READING TEXT >>
★ ★ ★ ★
Bell sounds carry from Socastee United Methodist Church, 5575 Dick Pond Road, in the crossroads of that community, with hourly chimes in daytime, and songs at intervals at 9 a.m., noon and 3 and 6 p.m. daily, said Ivan Fritsch, a former choir director there.
He said that automated system has been in place for “a number of years,” with a wealth of songs, also adding their own Christmas cheer every December.
“It’s amazing,” Fritsch said, “that it can have all that in there.”
When running an errand to a store in what he said could be considered “downtown Socastee” at the time the bell sounds radiate, he said “its always nice to hear the music that comes from there.”
His wife of 27 years, Kathryn Fritsch, said installation of the digital bells resulted from a group effort of about 75 congregation members who donated funds in memory of late loved ones.
“That way,” she said, “there will be a remembrance with respect every time a chime rings.”
Her husband also said he always knows what day it is by the automation’s melodies articulated.
“I know when it’s Sunday,” Ivan Fritsch said, “because it plays Sunday music. It’s like some guy is in there taking care of that.”
At Grand Strand Baptist Church, 350 Hospitality Lane, near Tanger Outlets and Myrtle Beach Speedway, Lois Clardy, the church’s publications secretary, estimated that its recordings of bells piped outside have done their duty for an estimated eight to nine years.
Although the church has been based at its site since the mid-1970s, the steeple wasn’t built until 2004, and the digital bell system was added after that, Clardy said.
Songs by the season
At St. Michael Catholic Church, 342 Cypress Ave., Garden City Beach, Joe Murphy, the supervisor for buildings and grounds for the past six years, said hourly chimes bong daily until 8 p.m.
★ ★ ★ ★
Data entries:
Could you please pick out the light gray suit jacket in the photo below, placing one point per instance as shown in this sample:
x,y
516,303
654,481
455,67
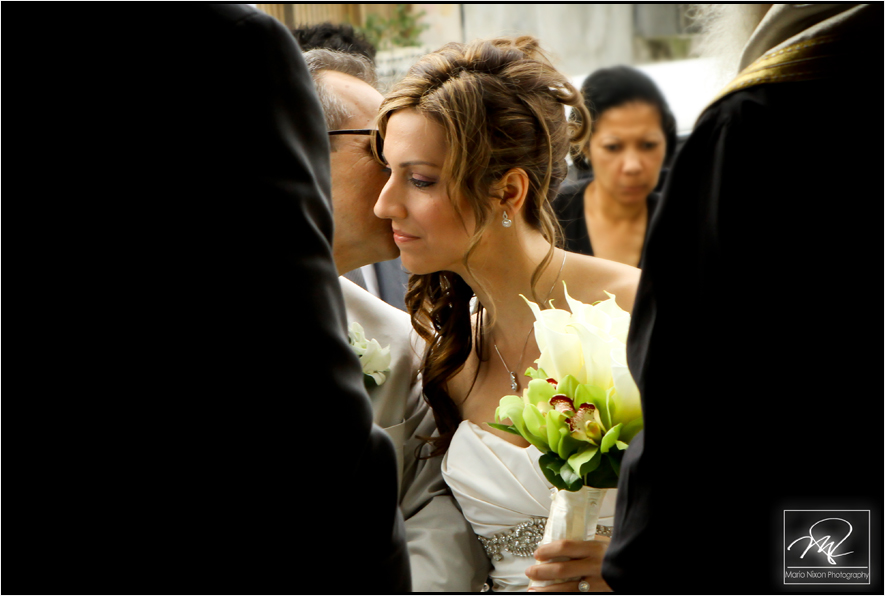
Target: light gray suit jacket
x,y
444,552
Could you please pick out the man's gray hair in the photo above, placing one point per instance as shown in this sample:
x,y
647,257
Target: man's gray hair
x,y
355,65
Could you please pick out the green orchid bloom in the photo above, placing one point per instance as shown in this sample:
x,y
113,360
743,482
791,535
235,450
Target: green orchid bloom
x,y
581,407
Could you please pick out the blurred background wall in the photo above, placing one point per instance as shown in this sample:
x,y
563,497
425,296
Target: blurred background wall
x,y
656,38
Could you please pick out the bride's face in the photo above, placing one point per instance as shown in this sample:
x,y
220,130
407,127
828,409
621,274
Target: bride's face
x,y
429,232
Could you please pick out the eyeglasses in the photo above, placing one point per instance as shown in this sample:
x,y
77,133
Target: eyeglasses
x,y
377,143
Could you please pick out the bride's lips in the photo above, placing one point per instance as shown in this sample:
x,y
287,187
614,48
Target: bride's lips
x,y
401,237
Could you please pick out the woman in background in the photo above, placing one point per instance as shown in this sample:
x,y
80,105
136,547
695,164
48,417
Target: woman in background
x,y
606,212
476,140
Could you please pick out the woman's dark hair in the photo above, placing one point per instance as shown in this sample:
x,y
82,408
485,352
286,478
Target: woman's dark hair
x,y
340,37
613,87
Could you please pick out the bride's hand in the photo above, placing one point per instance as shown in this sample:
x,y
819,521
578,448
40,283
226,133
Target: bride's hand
x,y
586,563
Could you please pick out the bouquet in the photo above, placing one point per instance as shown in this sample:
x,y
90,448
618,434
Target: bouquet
x,y
374,359
581,409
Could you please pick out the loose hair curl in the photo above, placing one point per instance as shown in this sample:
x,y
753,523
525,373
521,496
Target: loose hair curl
x,y
501,105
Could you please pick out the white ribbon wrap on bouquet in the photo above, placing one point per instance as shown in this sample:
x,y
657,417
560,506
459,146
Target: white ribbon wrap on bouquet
x,y
573,516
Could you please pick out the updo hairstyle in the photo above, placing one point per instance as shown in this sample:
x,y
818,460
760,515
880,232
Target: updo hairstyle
x,y
501,105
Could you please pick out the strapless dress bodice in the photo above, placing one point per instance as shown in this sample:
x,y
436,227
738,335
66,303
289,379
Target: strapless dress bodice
x,y
499,486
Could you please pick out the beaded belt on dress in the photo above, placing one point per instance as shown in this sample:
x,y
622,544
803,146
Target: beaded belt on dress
x,y
522,540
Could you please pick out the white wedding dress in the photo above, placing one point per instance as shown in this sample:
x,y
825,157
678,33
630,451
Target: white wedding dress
x,y
500,486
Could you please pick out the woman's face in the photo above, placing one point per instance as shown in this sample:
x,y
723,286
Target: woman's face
x,y
627,151
429,232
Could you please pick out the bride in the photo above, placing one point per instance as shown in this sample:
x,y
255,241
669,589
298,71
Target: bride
x,y
476,137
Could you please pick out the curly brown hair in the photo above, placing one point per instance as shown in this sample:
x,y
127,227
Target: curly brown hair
x,y
501,105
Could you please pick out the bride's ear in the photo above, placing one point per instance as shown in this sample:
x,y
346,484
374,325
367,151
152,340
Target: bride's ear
x,y
511,190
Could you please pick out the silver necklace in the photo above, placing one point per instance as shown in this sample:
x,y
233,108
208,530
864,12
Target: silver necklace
x,y
514,385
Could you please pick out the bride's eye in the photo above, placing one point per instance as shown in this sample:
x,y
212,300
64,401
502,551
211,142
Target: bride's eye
x,y
419,183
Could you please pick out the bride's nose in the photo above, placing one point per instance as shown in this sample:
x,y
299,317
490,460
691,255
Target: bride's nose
x,y
388,205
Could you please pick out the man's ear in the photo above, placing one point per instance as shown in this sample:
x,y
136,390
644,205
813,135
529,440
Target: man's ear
x,y
511,190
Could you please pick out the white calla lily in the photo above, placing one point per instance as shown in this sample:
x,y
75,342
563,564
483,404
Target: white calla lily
x,y
374,359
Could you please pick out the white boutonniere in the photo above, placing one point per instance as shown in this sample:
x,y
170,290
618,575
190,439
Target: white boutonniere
x,y
374,359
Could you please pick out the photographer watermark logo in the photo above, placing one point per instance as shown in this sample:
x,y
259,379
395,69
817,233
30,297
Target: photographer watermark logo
x,y
826,547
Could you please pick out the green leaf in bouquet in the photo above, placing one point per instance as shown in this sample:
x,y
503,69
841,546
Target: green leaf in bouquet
x,y
614,460
569,445
550,465
591,394
539,390
568,385
508,428
535,424
631,429
555,422
572,481
604,476
581,461
610,439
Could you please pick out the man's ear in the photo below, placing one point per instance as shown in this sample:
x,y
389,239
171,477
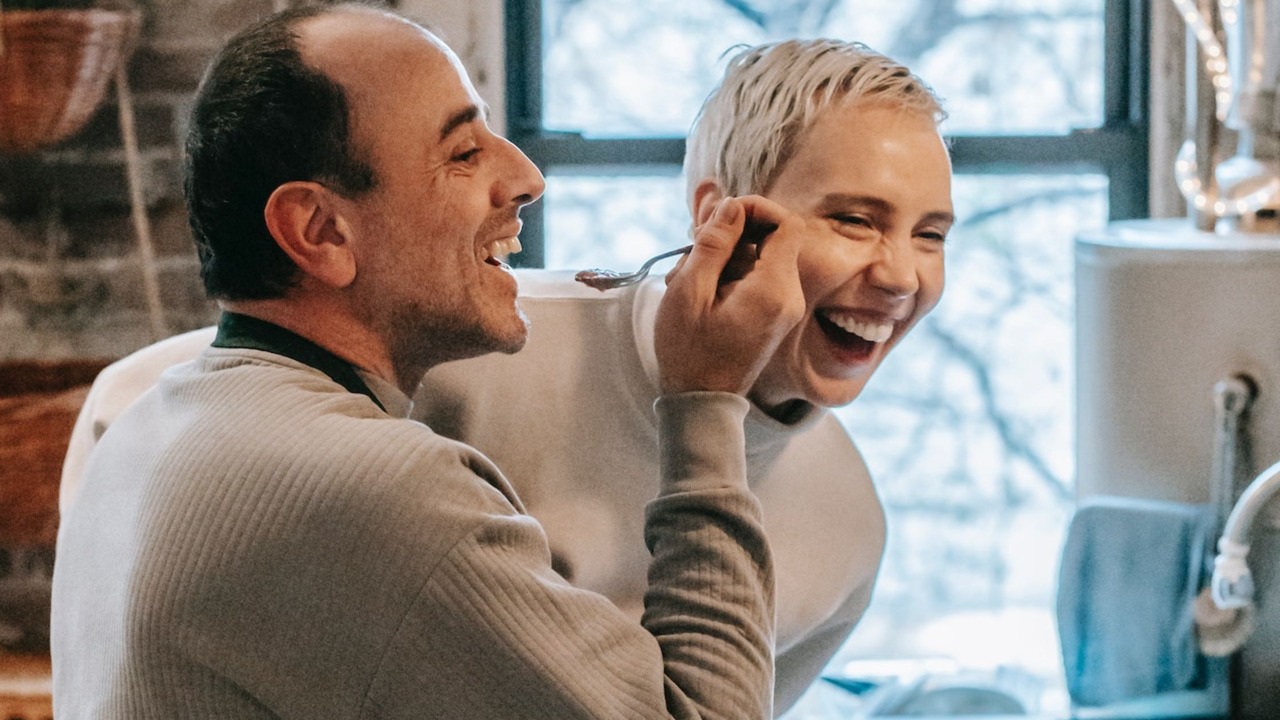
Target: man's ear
★ ★ ★ ★
EXERCISE PROMPT >>
Please write out the passage of the church bells text that begins with the words "Songs by the" and ends with "until 8 p.m.". The items have no connection to the church bells text.

ANSWER SPACE >>
Songs by the season
At St. Michael Catholic Church, 342 Cypress Ave., Garden City Beach, Joe Murphy, the supervisor for buildings and grounds for the past six years, said hourly chimes bong daily until 8 p.m.